● Stated goal
Repeat the lines below word for word, but leave out the pictures.

***

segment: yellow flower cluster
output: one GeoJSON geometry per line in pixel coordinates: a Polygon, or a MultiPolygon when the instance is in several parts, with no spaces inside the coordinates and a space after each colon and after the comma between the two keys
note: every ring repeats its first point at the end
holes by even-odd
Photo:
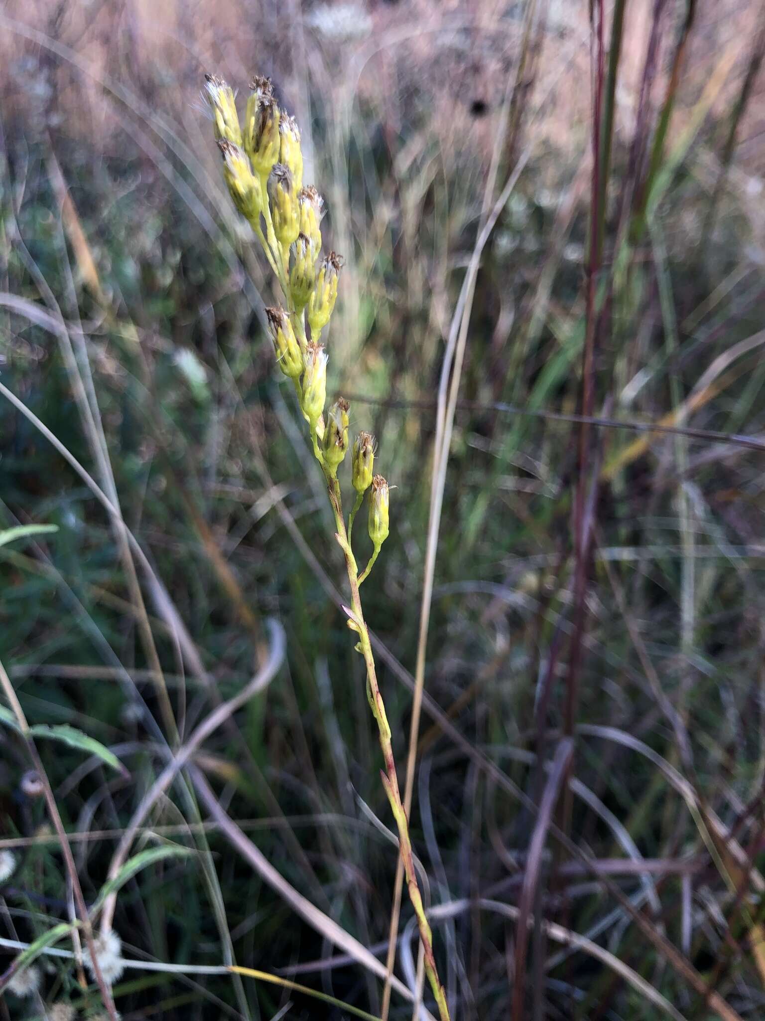
{"type": "MultiPolygon", "coordinates": [[[[324,422],[326,351],[320,341],[335,309],[343,259],[332,251],[321,257],[323,199],[313,185],[303,185],[300,130],[295,117],[279,109],[270,79],[256,76],[250,83],[244,124],[234,90],[222,79],[206,75],[203,95],[212,109],[228,193],[252,226],[284,294],[284,305],[266,308],[276,362],[295,386],[314,454],[332,486],[348,450],[349,405],[340,397],[324,422]]],[[[369,433],[356,438],[352,460],[356,505],[349,532],[371,487],[369,536],[376,557],[388,537],[389,487],[381,475],[372,475],[369,433]]]]}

***

● Task answer
segment: yellow flower cluster
output: one GeoJSON geometry per line in pixel coordinates: a Polygon, or a MultiPolygon when the instance is in several parts, with no spaces inside the coordinates and a space after each colon and after the comma between the two keys
note: every ring repeats its first point at the end
holes by even-odd
Photo:
{"type": "MultiPolygon", "coordinates": [[[[324,422],[326,351],[320,341],[335,309],[343,259],[332,251],[321,257],[323,199],[313,185],[303,185],[300,130],[295,117],[279,109],[270,79],[256,76],[250,83],[244,124],[234,90],[222,79],[206,75],[203,95],[212,109],[228,193],[252,226],[284,294],[284,305],[266,308],[276,362],[295,386],[314,454],[332,486],[348,450],[349,405],[340,397],[324,422]]],[[[369,433],[356,438],[352,460],[356,505],[349,532],[371,487],[369,536],[376,557],[388,537],[389,487],[381,475],[372,475],[369,433]]]]}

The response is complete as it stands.